TAREFA DO EXERCÍCIO 1
Transcreva sem alterações, do texto sobre a pintura de Sílvia Bragança, o trecho que abre com as palavras que contêm "Acreditavam muitos naquele" e fecha com "baixo, no microcosmos.".
TAREFA DO EXERCÍCIO 2
Pode retomar o texto sobre a pintura de Sílvia Bragança e continuá-lo a partir do ponto em que ele termina?

EXCERTO SELECIONADO
Este lago no coração é o que nos importa para aqui.

Acreditavam muitos naquele tempo que existia no coração uma cavidade – que o poeta chamava lago del cor – onde habitava o espírito vital. Dessa cavidade partia o sangue e o calor que o tal espírito vital derramava por todo o corpo. No coração estavam assim sediados os sustos, as paixões, os temores, etc. Não no coração por inteiro mas especialmente nesse lago del cor.

Cabe lembrar que uma das características dos lagos é serem um espelho do firmamento, das estrelas. Ou seja, numa perspectiva que hoje chamaríamos de holística, os astros estavam umbilicalmente ligados ao destino e aos acidentes sofridos pelos humanos pelo que, como se diz na Tábua de Trismegisto, um das bíblias da alquimia, o que está em cima, ou o macrocosmos, reflectia-se no que estava em baixo, no microcosmos.

Tudo isto pareceria um pouco esotérico para uma exposição de pintura se a pintora não fosse a Sílvia Bragança, que tem vindo a firmar-se numa busca espiritual em que cada elemento pictórico exige ser re-significado na constelação a que pertence. Não esqueçamos que uma das suas últimas exposições tentava associar a dinâmica da relação entre as cores às ocultas leis da matemática. Fê-lo intuitivamente, mas isso apenas ilustrava a sua demanda de uma verdade para a pintura.

Dizemos verdade para a pintura e não para a representação – pois tendo sido ela uma pintora que alternou sempre entre vertentes de abstração e outras neo-figurativas, exactamente nesta exposição deixa-nos a patinar na perplexidade, sem a muleta da representação de um modelo. Esta pintura não representa nada que nos seja conhecido previamente, antes apresenta, como se fosse uma substância nutritiva, pautas de relação cromática que cabe a cada um de nós aceitar ou não, mas que são dinâmicas e nos mexem com a sensibilidade.

LINHAS DE DADOS

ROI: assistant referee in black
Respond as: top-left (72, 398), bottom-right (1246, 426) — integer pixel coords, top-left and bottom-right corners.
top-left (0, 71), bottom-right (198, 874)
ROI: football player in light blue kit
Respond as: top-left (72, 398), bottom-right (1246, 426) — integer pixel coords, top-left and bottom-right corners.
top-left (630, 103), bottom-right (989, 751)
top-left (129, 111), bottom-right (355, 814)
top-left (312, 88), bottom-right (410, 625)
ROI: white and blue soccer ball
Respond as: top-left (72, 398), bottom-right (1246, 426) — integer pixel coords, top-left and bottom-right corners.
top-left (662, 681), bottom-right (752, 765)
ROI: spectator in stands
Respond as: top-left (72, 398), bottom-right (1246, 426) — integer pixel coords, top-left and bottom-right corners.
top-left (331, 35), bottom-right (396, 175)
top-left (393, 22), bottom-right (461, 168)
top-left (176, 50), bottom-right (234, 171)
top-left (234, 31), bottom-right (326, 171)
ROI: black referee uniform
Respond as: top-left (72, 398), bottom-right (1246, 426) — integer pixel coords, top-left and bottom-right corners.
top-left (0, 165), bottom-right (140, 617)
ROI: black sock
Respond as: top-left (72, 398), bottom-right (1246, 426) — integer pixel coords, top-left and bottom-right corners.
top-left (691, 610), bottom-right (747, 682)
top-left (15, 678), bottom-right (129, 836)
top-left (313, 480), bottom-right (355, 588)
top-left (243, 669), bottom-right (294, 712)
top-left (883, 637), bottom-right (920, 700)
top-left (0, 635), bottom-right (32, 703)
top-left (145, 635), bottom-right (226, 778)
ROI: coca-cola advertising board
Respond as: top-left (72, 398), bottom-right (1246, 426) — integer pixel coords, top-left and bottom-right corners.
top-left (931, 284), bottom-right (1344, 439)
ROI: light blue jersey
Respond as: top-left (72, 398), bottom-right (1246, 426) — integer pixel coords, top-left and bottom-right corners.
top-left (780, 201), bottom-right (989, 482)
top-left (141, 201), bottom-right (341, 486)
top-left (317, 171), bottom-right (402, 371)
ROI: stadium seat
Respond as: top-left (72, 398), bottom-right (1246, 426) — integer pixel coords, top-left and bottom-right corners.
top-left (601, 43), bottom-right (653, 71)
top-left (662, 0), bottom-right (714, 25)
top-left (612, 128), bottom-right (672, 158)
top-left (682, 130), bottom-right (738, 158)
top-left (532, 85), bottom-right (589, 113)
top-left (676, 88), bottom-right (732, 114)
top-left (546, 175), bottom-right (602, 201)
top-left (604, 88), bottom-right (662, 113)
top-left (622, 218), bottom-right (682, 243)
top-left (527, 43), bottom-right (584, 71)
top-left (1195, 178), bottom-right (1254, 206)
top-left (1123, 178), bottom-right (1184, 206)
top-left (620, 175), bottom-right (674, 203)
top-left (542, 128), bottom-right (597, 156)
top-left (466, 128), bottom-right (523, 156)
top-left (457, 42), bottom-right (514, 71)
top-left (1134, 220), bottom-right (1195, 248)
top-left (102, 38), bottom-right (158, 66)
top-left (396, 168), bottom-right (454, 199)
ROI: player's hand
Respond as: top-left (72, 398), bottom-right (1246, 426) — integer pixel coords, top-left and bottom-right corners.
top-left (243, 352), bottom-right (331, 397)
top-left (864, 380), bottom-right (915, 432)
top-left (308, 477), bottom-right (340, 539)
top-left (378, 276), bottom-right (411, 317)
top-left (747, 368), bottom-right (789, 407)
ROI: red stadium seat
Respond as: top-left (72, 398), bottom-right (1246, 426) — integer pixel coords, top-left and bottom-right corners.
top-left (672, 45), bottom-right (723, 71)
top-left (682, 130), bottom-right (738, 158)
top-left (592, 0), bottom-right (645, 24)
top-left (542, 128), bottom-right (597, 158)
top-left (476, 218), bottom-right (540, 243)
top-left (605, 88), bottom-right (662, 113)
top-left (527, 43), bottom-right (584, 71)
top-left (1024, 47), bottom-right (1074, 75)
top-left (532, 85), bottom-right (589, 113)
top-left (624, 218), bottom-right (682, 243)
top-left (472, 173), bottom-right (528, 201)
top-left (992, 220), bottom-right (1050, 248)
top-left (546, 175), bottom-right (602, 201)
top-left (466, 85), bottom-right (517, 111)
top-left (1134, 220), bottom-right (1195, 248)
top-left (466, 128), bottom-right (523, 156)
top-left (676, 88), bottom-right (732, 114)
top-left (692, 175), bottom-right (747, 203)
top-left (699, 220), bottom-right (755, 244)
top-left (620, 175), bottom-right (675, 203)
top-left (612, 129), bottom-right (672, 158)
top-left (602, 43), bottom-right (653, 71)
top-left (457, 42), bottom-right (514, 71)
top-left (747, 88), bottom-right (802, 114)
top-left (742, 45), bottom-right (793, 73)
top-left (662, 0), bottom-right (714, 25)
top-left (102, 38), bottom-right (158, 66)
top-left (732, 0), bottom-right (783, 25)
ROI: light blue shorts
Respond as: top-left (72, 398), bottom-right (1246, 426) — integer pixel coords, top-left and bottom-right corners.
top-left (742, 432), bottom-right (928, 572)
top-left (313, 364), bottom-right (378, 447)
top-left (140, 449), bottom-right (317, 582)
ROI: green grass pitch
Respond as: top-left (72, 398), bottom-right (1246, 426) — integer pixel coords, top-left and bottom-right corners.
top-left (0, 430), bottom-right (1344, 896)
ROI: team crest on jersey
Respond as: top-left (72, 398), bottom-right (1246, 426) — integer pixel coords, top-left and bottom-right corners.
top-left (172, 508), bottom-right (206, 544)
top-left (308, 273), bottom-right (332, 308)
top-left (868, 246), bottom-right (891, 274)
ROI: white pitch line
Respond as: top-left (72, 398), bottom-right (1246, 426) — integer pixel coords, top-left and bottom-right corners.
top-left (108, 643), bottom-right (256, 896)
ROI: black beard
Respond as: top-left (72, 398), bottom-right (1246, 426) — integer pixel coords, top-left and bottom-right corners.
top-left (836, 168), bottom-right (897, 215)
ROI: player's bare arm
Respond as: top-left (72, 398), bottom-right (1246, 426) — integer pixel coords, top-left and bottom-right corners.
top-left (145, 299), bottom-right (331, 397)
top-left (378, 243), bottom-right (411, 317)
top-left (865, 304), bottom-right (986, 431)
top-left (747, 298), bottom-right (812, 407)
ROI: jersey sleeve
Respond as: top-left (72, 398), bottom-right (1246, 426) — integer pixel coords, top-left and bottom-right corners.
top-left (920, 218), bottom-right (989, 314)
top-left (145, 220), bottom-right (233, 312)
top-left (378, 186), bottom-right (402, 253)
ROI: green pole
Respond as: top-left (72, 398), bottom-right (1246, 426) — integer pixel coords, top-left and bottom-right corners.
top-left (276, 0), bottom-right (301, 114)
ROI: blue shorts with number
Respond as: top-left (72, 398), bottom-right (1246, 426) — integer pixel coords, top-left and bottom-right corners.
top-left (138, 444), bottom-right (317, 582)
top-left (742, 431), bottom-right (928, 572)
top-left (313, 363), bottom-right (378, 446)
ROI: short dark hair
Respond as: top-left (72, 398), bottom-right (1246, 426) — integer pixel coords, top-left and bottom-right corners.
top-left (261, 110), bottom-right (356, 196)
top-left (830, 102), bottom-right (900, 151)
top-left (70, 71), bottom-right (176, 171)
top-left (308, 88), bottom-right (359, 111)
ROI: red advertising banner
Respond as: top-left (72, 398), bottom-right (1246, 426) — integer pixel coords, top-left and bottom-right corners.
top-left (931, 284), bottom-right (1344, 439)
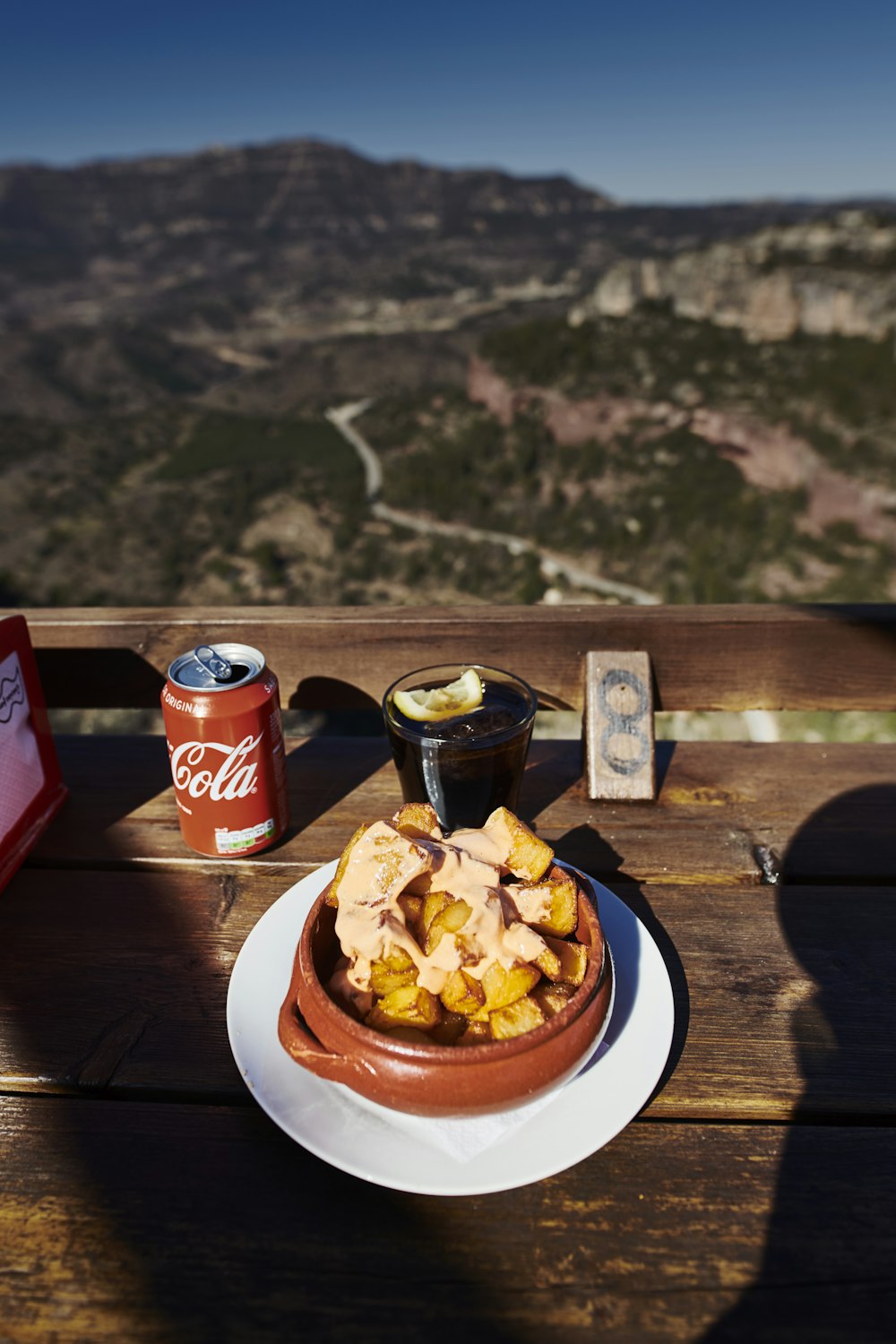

RESULTADO FINAL 1
Acreditavam muitos naquele tempo que existia no coração uma cavidade – que o poeta chamava lago del cor – onde habitava o espírito vital. Dessa cavidade partia o sangue e o calor que o tal espírito vital derramava por todo o corpo. No coração estavam assim sediados os sustos, as paixões, os temores, etc. Não no coração por inteiro mas especialmente nesse lago del cor.

Cabe lembrar que uma das características dos lagos é serem um espelho do firmamento, das estrelas. Ou seja, numa perspectiva que hoje chamaríamos de holística, os astros estavam umbilicalmente ligados ao destino e aos acidentes sofridos pelos humanos pelo que, como se diz na Tábua de Trismegisto, um das bíblias da alquimia, o que está em cima, ou o macrocosmos, reflectia-se no que estava em baixo, no microcosmos.

RESULTADO FINAL 2
São estrelas, diz a sua autora, ou os modos subjectivos como ela as vê e sente e nos transmite, na secreta esperança de que estas figuras – com os seus arabescos, bandas de cor, pulsações e traços - sejam correias de transmissão para uma re-ligação com a luz e o afecto universal.

Isto é, esta pintura não nos deixa indiferentes, convida-nos a aceitar ou a rejeitá-la, mas sobretudo, ao prescindir das categorias que normalmente relacionamos com a arte: a beleza, a composição, as simetrias da empatia, as marcas de reconhecimento, creio que nos desloca para uma zona onde a dimensão do mistério volta a fazer sentido – esta é uma estética da comunhão, onde se desenha outro tipo de harmonias, orgânicas, as quais se articulam não como como objectos definitivos, acabados, mas antes como um lugar de passagem.

E precisamente por isso, do ponto de vista estético, esta é uma aposta de risco, sendo que, para mim, sobretudo quando o risco se ancora num percurso com uma dimensão humana e expressiva inegáveis, onde há empenho no risco ocasiona-se a arte porque esta nos abre novas janelas para meandros da percepção e da sensibilidade que ainda não estavam iluminados.